Some lines below hold "road". Pick them out and copy them.
Segment Open
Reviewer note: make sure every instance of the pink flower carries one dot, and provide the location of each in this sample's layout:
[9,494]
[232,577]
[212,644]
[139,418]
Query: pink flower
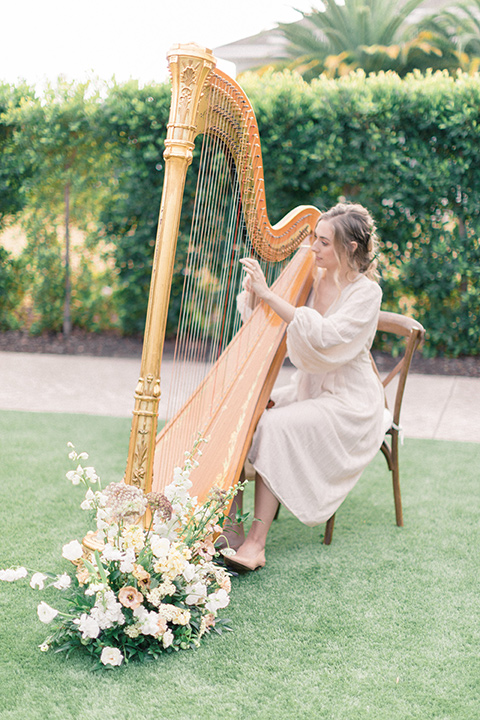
[130,597]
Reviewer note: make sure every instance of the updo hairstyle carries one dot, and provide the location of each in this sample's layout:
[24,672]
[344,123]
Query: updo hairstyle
[353,223]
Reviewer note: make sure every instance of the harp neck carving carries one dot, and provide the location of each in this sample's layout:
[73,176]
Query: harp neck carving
[207,102]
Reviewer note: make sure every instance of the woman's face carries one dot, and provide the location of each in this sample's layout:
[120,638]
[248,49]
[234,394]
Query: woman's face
[323,246]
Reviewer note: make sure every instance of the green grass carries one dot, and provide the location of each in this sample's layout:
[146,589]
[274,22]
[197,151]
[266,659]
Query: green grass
[383,624]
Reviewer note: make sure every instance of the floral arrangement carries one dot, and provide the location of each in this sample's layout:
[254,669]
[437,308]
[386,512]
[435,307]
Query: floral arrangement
[138,591]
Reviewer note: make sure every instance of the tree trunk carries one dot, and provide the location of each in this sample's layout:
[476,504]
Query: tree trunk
[67,323]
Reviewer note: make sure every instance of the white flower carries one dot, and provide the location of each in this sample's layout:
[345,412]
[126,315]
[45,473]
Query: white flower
[62,582]
[167,638]
[197,594]
[150,624]
[111,656]
[12,574]
[189,572]
[91,474]
[72,551]
[46,613]
[88,626]
[128,560]
[160,546]
[75,476]
[217,600]
[140,613]
[93,588]
[38,581]
[110,553]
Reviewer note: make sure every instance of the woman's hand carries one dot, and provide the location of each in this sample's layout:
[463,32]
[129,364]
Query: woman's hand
[255,283]
[255,280]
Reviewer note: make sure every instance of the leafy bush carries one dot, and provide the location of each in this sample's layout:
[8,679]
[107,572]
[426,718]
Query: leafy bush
[12,286]
[405,148]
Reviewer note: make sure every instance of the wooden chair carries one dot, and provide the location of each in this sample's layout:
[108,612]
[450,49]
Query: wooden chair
[413,332]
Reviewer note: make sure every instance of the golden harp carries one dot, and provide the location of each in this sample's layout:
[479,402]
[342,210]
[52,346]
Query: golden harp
[233,392]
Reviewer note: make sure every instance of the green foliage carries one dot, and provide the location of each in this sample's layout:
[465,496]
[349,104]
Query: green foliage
[59,139]
[45,274]
[14,167]
[12,282]
[408,150]
[374,35]
[319,627]
[135,120]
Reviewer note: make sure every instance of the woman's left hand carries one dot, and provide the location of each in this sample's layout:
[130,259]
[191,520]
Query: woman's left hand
[255,280]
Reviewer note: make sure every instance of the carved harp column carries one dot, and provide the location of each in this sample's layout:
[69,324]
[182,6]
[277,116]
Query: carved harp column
[230,399]
[189,72]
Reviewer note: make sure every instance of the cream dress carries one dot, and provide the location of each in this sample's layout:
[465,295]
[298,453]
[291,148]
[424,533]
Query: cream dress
[329,422]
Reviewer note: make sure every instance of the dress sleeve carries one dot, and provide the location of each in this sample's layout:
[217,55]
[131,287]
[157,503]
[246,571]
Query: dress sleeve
[318,343]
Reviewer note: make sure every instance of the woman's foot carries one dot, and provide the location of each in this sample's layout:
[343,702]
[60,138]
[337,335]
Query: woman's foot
[247,558]
[233,536]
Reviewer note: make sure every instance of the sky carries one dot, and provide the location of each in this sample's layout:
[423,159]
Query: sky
[40,40]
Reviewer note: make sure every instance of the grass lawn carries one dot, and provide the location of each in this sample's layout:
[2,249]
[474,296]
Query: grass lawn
[383,624]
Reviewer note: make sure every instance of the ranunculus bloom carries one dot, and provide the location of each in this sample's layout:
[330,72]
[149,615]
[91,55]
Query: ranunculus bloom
[72,551]
[46,613]
[111,656]
[38,581]
[130,597]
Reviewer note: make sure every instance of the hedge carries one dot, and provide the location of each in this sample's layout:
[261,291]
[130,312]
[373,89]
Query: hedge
[408,149]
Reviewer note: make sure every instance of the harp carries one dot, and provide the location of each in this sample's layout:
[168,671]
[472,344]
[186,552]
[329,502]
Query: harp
[234,388]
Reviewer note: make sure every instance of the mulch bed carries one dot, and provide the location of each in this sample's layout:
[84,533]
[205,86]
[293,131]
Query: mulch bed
[112,345]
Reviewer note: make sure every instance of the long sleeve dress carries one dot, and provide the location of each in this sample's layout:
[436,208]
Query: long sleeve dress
[328,423]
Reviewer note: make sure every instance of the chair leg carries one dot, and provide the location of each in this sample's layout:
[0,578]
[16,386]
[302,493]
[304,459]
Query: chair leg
[329,530]
[397,497]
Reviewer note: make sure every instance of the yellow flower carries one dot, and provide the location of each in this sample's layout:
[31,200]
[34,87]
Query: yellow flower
[171,565]
[140,574]
[82,574]
[133,537]
[130,597]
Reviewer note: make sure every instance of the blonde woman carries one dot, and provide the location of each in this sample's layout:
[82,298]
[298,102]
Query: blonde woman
[311,446]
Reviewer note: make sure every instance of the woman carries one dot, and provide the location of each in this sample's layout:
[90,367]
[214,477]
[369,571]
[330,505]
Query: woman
[324,428]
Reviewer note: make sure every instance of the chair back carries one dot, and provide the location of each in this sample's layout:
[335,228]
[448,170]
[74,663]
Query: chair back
[414,333]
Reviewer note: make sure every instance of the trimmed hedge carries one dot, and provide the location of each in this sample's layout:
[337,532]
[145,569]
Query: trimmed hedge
[408,149]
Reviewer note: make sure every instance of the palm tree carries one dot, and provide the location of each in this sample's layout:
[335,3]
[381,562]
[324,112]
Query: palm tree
[457,31]
[370,34]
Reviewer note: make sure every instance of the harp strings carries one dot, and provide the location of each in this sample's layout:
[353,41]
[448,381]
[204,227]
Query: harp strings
[213,275]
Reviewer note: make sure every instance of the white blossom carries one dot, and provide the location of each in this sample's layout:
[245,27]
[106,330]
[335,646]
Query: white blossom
[128,560]
[38,581]
[46,613]
[196,593]
[189,572]
[91,474]
[167,638]
[88,626]
[160,546]
[111,553]
[62,582]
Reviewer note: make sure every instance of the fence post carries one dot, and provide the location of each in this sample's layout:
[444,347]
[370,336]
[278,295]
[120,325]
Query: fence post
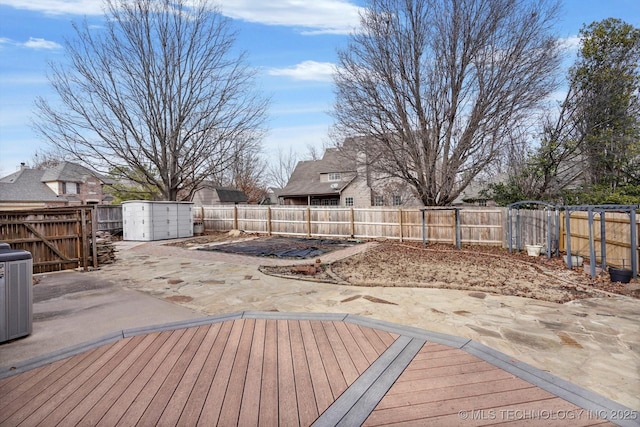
[94,228]
[84,246]
[352,222]
[235,217]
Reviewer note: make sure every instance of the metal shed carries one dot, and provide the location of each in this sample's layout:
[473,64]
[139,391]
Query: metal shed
[144,220]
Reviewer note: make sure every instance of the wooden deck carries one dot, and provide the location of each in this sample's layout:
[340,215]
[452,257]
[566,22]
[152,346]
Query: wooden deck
[280,371]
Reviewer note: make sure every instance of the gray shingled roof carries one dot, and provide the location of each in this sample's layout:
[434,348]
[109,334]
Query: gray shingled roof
[71,172]
[231,195]
[305,179]
[26,186]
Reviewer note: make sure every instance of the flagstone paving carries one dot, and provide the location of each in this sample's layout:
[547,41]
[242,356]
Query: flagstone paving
[593,343]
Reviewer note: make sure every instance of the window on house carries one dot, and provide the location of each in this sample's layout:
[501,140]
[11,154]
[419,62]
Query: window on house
[330,202]
[70,188]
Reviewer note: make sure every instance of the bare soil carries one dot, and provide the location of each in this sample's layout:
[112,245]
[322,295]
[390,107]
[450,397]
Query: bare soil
[478,269]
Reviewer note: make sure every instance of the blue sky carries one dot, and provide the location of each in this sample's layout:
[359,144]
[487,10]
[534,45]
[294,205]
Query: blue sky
[292,42]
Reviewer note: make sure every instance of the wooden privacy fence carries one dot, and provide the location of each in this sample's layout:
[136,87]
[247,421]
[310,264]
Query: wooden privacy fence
[57,238]
[478,226]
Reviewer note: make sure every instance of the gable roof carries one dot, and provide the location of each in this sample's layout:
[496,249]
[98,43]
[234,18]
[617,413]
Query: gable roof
[207,192]
[305,179]
[71,172]
[230,195]
[26,185]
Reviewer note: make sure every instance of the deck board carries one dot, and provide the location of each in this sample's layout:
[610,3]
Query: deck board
[195,403]
[238,378]
[117,392]
[307,408]
[269,371]
[441,383]
[251,395]
[52,385]
[269,397]
[92,392]
[213,403]
[319,378]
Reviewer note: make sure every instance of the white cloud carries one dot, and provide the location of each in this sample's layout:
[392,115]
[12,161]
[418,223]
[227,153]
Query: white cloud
[58,7]
[307,70]
[571,43]
[314,17]
[38,43]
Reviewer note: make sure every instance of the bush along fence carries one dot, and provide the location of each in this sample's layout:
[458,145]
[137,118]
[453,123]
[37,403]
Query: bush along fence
[474,226]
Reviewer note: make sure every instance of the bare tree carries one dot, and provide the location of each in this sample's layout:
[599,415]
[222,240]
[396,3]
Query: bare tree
[159,94]
[280,170]
[429,90]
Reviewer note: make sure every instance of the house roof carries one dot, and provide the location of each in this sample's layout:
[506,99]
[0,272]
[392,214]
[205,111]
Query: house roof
[231,195]
[71,172]
[26,185]
[225,194]
[305,179]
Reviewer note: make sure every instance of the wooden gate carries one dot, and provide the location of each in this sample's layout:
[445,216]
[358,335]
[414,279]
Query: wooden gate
[57,238]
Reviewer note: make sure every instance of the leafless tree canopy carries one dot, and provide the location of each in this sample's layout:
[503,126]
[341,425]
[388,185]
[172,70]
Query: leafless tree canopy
[280,170]
[159,95]
[434,88]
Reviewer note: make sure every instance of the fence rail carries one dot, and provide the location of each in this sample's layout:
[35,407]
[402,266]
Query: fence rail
[57,238]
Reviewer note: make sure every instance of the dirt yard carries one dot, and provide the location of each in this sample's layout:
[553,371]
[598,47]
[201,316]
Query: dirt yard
[478,269]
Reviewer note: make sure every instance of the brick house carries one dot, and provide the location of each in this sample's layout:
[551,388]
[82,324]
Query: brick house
[336,181]
[66,184]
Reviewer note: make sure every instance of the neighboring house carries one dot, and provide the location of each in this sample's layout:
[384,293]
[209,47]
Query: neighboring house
[66,184]
[271,196]
[209,195]
[336,181]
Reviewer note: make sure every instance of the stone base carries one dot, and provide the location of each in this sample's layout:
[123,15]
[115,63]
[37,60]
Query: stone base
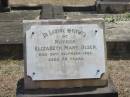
[108,91]
[112,6]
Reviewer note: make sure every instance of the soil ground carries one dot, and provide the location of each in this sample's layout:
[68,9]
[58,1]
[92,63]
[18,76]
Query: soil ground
[11,71]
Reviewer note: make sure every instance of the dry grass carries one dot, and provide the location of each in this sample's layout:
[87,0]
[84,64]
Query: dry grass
[57,2]
[11,71]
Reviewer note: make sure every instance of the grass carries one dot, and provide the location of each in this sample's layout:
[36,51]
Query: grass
[10,72]
[57,2]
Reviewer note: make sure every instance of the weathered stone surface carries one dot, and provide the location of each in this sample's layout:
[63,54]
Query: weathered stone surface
[65,44]
[66,69]
[107,91]
[112,6]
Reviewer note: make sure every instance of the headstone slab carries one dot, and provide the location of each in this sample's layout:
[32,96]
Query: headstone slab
[64,51]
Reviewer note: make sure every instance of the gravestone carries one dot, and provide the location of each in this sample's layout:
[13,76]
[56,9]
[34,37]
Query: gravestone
[4,5]
[112,6]
[65,56]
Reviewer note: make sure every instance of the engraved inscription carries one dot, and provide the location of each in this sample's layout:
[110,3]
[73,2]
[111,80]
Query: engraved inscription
[57,52]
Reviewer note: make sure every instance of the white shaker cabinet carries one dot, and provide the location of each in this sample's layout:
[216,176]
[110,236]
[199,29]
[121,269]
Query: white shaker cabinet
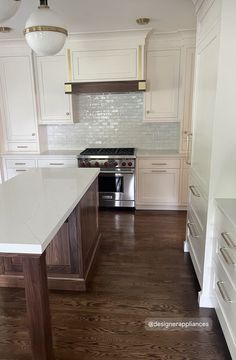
[103,65]
[205,95]
[18,109]
[54,105]
[163,81]
[158,182]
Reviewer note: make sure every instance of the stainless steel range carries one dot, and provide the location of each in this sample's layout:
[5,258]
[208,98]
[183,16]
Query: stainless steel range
[117,176]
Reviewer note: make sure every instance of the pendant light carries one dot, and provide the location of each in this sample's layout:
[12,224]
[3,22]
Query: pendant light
[44,32]
[8,8]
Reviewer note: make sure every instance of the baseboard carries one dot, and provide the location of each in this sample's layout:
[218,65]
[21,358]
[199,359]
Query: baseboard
[206,301]
[161,207]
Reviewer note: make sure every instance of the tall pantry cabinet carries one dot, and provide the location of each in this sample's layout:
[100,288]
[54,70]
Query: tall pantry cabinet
[213,161]
[18,103]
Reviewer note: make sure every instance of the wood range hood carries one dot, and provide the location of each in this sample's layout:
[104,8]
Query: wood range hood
[105,86]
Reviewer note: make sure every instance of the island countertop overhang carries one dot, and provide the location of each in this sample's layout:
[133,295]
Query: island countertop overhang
[34,205]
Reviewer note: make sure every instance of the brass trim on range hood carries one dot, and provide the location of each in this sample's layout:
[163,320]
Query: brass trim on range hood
[105,86]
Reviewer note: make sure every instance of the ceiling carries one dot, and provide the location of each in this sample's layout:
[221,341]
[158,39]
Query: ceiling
[110,15]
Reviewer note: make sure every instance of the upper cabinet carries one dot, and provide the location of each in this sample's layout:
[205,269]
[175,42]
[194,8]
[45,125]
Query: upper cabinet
[163,75]
[55,107]
[170,69]
[103,65]
[118,56]
[17,102]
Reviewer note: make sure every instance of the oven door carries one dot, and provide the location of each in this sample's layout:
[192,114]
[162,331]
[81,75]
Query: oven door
[116,188]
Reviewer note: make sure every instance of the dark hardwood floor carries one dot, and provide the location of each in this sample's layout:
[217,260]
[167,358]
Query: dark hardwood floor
[141,273]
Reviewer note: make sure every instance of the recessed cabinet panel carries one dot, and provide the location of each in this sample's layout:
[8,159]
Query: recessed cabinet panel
[205,110]
[55,105]
[17,89]
[163,77]
[158,186]
[104,65]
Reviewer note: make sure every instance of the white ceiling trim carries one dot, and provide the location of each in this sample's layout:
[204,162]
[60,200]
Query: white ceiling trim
[197,4]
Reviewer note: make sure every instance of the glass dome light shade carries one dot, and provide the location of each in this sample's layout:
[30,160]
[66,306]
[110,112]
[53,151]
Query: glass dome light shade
[8,8]
[44,32]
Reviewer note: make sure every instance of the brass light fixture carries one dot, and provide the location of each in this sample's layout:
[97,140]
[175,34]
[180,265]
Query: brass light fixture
[143,21]
[44,31]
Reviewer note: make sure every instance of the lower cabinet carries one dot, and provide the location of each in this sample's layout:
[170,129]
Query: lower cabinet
[17,165]
[224,282]
[158,184]
[196,226]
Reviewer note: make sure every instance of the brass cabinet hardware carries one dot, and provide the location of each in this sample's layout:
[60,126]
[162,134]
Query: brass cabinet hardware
[223,292]
[227,258]
[194,191]
[192,230]
[228,240]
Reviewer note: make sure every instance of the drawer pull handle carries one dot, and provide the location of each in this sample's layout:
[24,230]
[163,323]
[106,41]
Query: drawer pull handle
[55,164]
[227,257]
[194,191]
[223,292]
[192,230]
[159,164]
[228,240]
[189,139]
[159,171]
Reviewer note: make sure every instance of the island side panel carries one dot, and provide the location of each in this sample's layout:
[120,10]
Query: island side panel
[71,253]
[37,301]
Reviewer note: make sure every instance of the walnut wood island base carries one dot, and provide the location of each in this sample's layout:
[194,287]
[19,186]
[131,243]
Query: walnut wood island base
[62,255]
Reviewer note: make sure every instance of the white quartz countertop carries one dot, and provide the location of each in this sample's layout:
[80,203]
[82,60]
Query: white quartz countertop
[147,153]
[35,204]
[228,207]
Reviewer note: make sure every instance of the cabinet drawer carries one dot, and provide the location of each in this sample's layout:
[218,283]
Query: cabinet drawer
[21,163]
[225,300]
[57,163]
[197,203]
[23,147]
[225,232]
[13,172]
[158,186]
[196,240]
[227,257]
[159,163]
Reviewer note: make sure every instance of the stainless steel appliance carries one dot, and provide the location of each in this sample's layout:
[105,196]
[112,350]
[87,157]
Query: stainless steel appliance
[117,177]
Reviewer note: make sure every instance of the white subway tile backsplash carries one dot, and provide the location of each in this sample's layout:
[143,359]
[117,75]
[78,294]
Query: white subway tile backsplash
[112,120]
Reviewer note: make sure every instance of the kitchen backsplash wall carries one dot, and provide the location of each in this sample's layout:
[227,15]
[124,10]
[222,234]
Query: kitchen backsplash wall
[112,120]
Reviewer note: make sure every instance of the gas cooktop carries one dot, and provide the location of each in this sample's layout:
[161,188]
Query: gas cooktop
[108,152]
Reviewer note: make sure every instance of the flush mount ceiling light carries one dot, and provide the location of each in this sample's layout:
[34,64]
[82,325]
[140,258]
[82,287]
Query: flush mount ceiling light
[8,8]
[44,32]
[142,21]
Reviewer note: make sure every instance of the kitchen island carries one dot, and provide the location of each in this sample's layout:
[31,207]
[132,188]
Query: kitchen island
[49,228]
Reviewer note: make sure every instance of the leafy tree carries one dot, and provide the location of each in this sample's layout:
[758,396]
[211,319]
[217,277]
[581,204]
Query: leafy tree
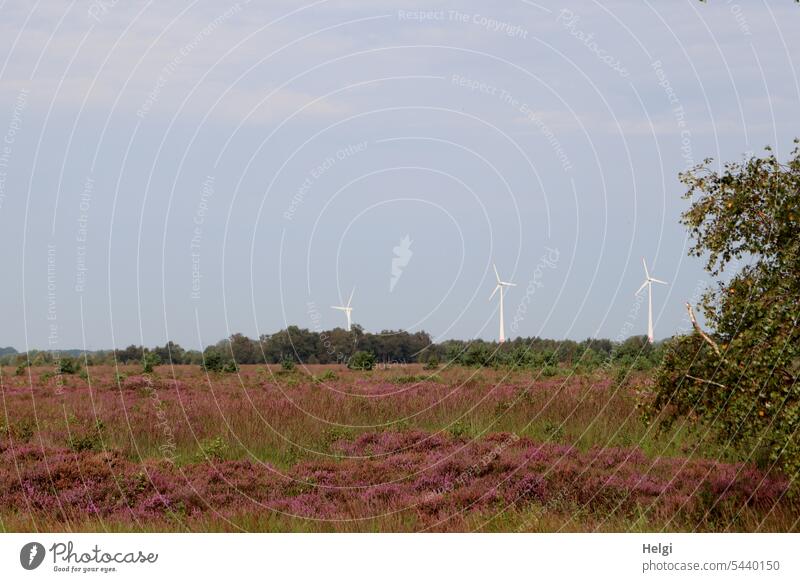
[361,361]
[67,366]
[149,361]
[212,361]
[243,349]
[741,376]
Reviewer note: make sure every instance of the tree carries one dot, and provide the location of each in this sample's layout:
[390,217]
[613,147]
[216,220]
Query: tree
[149,361]
[740,377]
[361,361]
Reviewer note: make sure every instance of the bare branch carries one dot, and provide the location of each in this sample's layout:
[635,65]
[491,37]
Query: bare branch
[699,330]
[706,381]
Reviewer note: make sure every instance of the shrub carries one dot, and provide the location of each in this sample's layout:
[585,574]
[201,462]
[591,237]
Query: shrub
[432,363]
[67,366]
[149,361]
[741,377]
[326,376]
[213,449]
[212,362]
[361,361]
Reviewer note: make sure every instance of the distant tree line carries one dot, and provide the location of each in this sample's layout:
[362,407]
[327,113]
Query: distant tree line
[389,347]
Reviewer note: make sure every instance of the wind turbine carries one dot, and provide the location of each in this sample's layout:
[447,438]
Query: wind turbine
[501,285]
[348,311]
[648,282]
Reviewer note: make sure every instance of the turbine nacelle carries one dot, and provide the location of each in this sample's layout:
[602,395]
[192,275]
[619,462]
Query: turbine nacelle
[648,282]
[348,310]
[501,285]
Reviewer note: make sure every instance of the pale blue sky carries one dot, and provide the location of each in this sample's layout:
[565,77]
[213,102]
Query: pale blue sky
[296,145]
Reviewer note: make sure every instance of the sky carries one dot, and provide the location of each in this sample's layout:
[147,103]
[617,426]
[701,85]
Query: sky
[186,170]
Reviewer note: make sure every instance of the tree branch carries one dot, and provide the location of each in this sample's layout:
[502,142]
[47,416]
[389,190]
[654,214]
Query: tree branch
[699,330]
[706,381]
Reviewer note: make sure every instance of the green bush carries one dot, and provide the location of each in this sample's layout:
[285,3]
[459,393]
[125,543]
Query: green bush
[67,366]
[741,377]
[149,361]
[230,367]
[212,362]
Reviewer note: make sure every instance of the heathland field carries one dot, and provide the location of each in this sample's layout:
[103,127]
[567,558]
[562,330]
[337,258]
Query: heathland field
[322,448]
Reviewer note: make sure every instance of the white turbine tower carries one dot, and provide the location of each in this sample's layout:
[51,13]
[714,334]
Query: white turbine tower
[648,282]
[348,311]
[501,285]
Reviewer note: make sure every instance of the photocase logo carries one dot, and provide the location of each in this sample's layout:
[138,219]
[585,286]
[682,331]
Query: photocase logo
[402,255]
[31,555]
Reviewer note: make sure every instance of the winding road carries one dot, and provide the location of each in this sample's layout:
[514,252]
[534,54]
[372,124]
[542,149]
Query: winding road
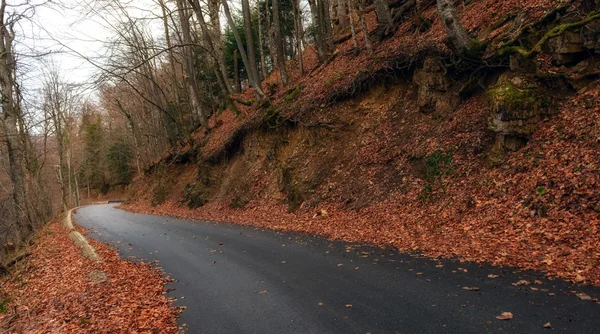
Segment Closed
» Exercise output
Reviewer note: make sure every instance of the winding road carries one dot, and provide the location of each in this sample's layout:
Query: winding road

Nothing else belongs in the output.